● Brief A: According to the text about the Roberts Court, who coined the term "Shadow Docket"?
● Brief B: Reproduce a passage from the text about the Roberts Court, starting at the words "And so it goes." and ending after the words "and arbitration agreements.".
● Brief C: Go on with the essay about the Roberts Court, picking up after its final sentence.

● Text section:
* * * * * * *
My book also came out before the disaster commonly known as the anti-voting rights case Shelby County v. Holder. Regardless of whether one thinks prior law supported that decision (it clearly did not), there was no plausible justification for the Court majority to accept Roberts's doctrinal shift in a prior voting rights case, upon which Shelby County relied. In that case, Roberts silently overturned a landmark constitutional holding by using ellipses to reverse the meaning of a hugely important paragraph, so he had more ammunition to strike down Section 5 of the Voting Rights Act. I wrote about that lawlessness here.

Although originalism was obviously an academic focus for many professors in 2012, few people thought that the doctrine played any serious role for the Court as an institution. While Justices Scalia and Thomas talked the talk of originalism, their votes clearly showed they were much more interested in conservative results than a good faith examination of the Constitution's original meaning, as I laid out in this law review article. Today, of course, three Justices--Thomas, Gorsuch, and Barrett--purport to be strict originalists and the discussion of the topic in legal academia has taken on huge importance. My thoughts on that matter are revealed in this book, but the point is that the lack of transparency in the Court's opinions on the question of originalism's true force as a decision-generating device has, in fact, worsened since 2012.

A major new development since 2012 has been the Roberts Court's reliance on what Professor Will Baude has called the "Shadow Docket." The Court for the first time in history has been routinely issuing important and even precedent-changing decisions late at night and on weekends without oral arguments or full briefing. Professor Steve Vladeck has written about this problem in clear-eyed detail. Needless to say, judges should not engage in issuing important national decisions prior to a full vetting of the arguments (absent emergencies). This troubling new development further supports my argument that the Court is not a court.

And so it goes. There are many more post-2012 examples of the Justices not acting like judges in such diverse areas of the law as free speech, the free exercise clause, and non-constitutional torturing of legislative text relating to class actions and arbitration agreements.

Readers of this post might be wondering about my views on same-sex marriage and the decisions in United States v. Windsor and Obergefell v. Hodges given my outspoken advocacy for gay rights. To the extent both opinions rely on substantive due process or unenumerated rights, I don't concur. Windsor, which struck down the federal Defense of Marriage Act, is also based on the equal protection clause but there is no such clause in the Constitution as applied to the federal government (though there should be). It pains me to say it, but I probably disagree with Windsor for that reason. The Justices shouldn't make up constitutional text and principles that do not exist in the text.
* * * * * * *
● Dataset content:

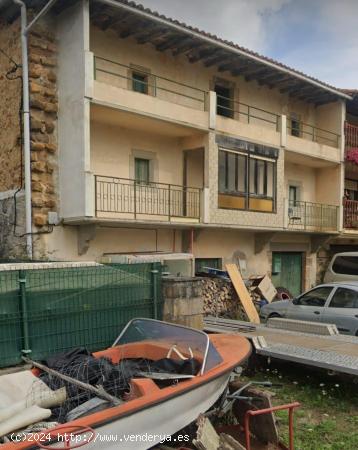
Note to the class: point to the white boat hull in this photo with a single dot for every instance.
(148, 427)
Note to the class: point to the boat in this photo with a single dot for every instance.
(159, 402)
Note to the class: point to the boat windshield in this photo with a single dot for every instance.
(184, 339)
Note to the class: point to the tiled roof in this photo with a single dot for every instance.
(183, 25)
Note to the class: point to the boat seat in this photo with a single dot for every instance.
(142, 386)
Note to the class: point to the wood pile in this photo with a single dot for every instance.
(220, 299)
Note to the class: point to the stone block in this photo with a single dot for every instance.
(51, 147)
(39, 166)
(40, 219)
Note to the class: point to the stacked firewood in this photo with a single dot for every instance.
(220, 299)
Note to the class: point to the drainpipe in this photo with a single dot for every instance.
(26, 116)
(26, 128)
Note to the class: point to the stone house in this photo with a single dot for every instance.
(148, 135)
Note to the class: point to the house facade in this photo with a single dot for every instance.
(151, 136)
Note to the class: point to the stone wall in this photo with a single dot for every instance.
(10, 105)
(44, 107)
(12, 241)
(43, 115)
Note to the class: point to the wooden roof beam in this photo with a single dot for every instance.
(198, 54)
(214, 59)
(168, 43)
(257, 74)
(188, 45)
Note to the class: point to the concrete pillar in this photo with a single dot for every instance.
(283, 130)
(183, 303)
(212, 110)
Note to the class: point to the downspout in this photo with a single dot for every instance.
(26, 128)
(26, 116)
* * * * * * *
● Answer A: Professor Will Baude

● Answer B:
And so it goes. There are many more post-2012 examples of the Justices not acting like judges in such diverse areas of the law as free speech, the free exercise clause, and non-constitutional torturing of legislative text relating to class actions and arbitration agreements.

● Answer C:
As to Obergefell, which overruled over 40 state laws or constitutions banning same-sex marriage, here the equal protection clause of the 14th Amendment has real force. Gays and lesbians are undoubtedly "persons" under the clause, and they were denied all kinds of legal rights by not being allowed to marry. On the other hand, there is no history supporting the Court's decision, But I am a strong believer in text, and I think the words of the equal protection clause justify the Court's decision, albeit it is a close call. In any event, nothing in either case diminishes my thesis that the Court is not a court all things considered.

I also want to say, for progressives reading this, that it is possible to be strongly in favor of gay rights and other ones such as abortion rights, and the one person-one vote rule, without necessarily thinking judges should be the public officials protecting those rights and articulating those kinds of rules.

It would not be hard for me to write Supreme Myths II: The Roberts Court. I am seriously thinking about it. But for now, the last paragraph of Supreme Myths is as accurate today as it was a decade ago:

The Supreme Court should not overturn the new health care law (or for that matter abortion laws, affirmative action laws, gun control laws, or any other law) unless the law is completely at odds with clear constitutional text [or uncontested history behind the text]. 'We the People' have only authorized the Justices to enforce the legal principles contained in the Constitution, not to enforce their personal value judgments on...important disputed questions. We should insist that the Justices act like judges interpreting prior law, not politicians who have the power to override the policy decisions of the elected branches, the states, and the American people.

If you are not sympathetic to my thesis, maybe you should listen to Thomas Jefferson, who understood better than most the dangers of unelected, life-tenured national judges who, to him, had the potential to cause great harm to our country: "The a mere thing of wax in the hands of the judiciary, which they may twist and shape into any form they please." 

Just so.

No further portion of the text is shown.